- _EXERCISE DIRECTIONS_: Reproduce every line of the listing below without any changes, omitting the pictures.

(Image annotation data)
----------------------------------------

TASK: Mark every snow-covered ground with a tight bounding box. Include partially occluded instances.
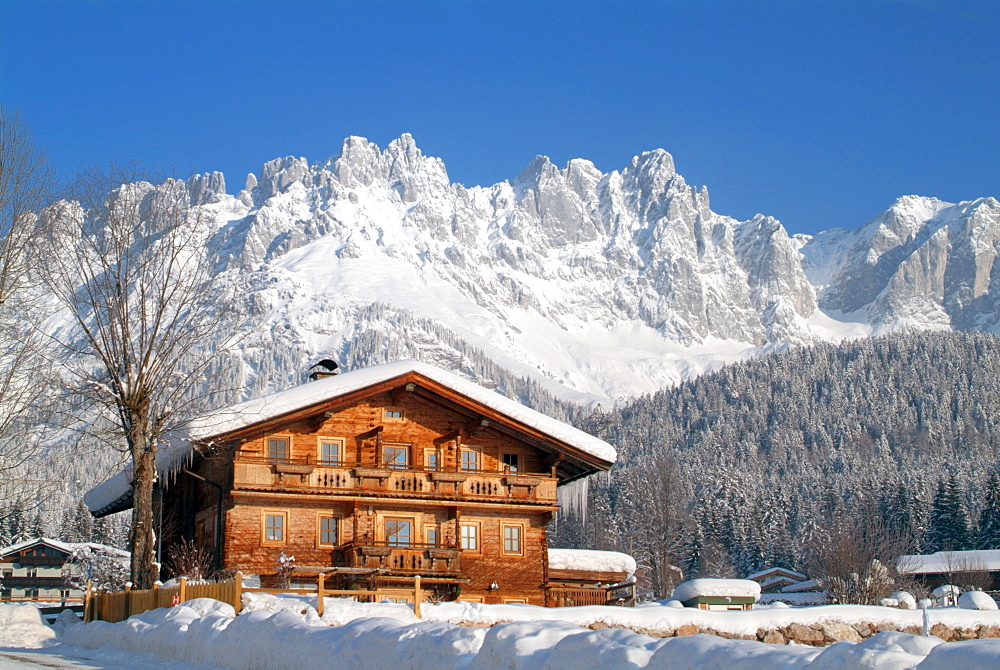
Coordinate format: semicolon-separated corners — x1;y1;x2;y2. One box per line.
0;596;1000;670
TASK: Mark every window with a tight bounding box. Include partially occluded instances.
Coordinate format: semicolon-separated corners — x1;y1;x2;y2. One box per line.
319;516;339;547
319;437;344;465
502;454;520;472
462;449;479;472
382;444;410;470
267;437;288;463
262;512;288;545
461;523;479;551
503;525;524;555
385;517;413;547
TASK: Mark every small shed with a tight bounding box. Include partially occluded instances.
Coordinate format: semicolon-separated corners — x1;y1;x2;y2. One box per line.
673;579;760;610
747;566;809;593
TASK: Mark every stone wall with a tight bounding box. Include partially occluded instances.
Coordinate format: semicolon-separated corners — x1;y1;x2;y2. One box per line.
588;620;1000;647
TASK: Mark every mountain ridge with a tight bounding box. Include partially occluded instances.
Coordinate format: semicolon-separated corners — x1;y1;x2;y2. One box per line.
160;134;1000;401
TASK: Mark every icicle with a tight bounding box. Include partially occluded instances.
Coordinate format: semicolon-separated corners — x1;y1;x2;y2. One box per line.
557;477;590;524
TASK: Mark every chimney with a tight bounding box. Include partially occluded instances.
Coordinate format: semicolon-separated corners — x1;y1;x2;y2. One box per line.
309;358;340;382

----------------------------------------

- _TASK SOLUTION_:
TASK: Mark every snow-covered ground with a tight bounding box. Include partially occluded instances.
Coordinate format: semicolon-separated corners — x1;y1;x2;y2. One box per line.
0;596;1000;670
TASK: Mark every window with a tight bounding box. Include partially occluded instances.
Coordinate format: semicolon-separated corners — x1;y1;x2;y2. One box per line.
319;516;339;547
319;437;344;465
502;454;520;472
462;449;479;472
382;444;410;470
267;437;288;463
262;512;288;545
461;523;479;551
503;525;524;555
385;517;413;547
TASK: Mark every small shed with a tight bounding box. Include partially occluded instances.
Coordinate format: semicolon-separated corners — x1;y1;x2;y2. One box per line.
673;579;760;610
747;566;809;593
TASK: Mark every stone wall with a tight bounding box. Include partially occluded instances.
Coordinate format: semicolon-separated corners — x1;y1;x2;y2. One box per line.
588;620;1000;647
TASK: Mark every mountain ridge with a tight bounding box. Include partially occluded instances.
Coordinate format: semicolon-separated corners — x1;y1;x2;y2. One box per line.
160;134;1000;401
TASK: Mark every icicle with a tight bounding box. Include partially occluded instances.
Coordinate format: semicolon-separated corners — x1;y1;x2;y2. One box per line.
557;477;590;524
TASK: Mark every chimney with a tight bounding box. Include partially occluded instances.
Coordinate format: semicolon-separated corners — x1;y1;x2;y2. One box per line.
309;358;340;382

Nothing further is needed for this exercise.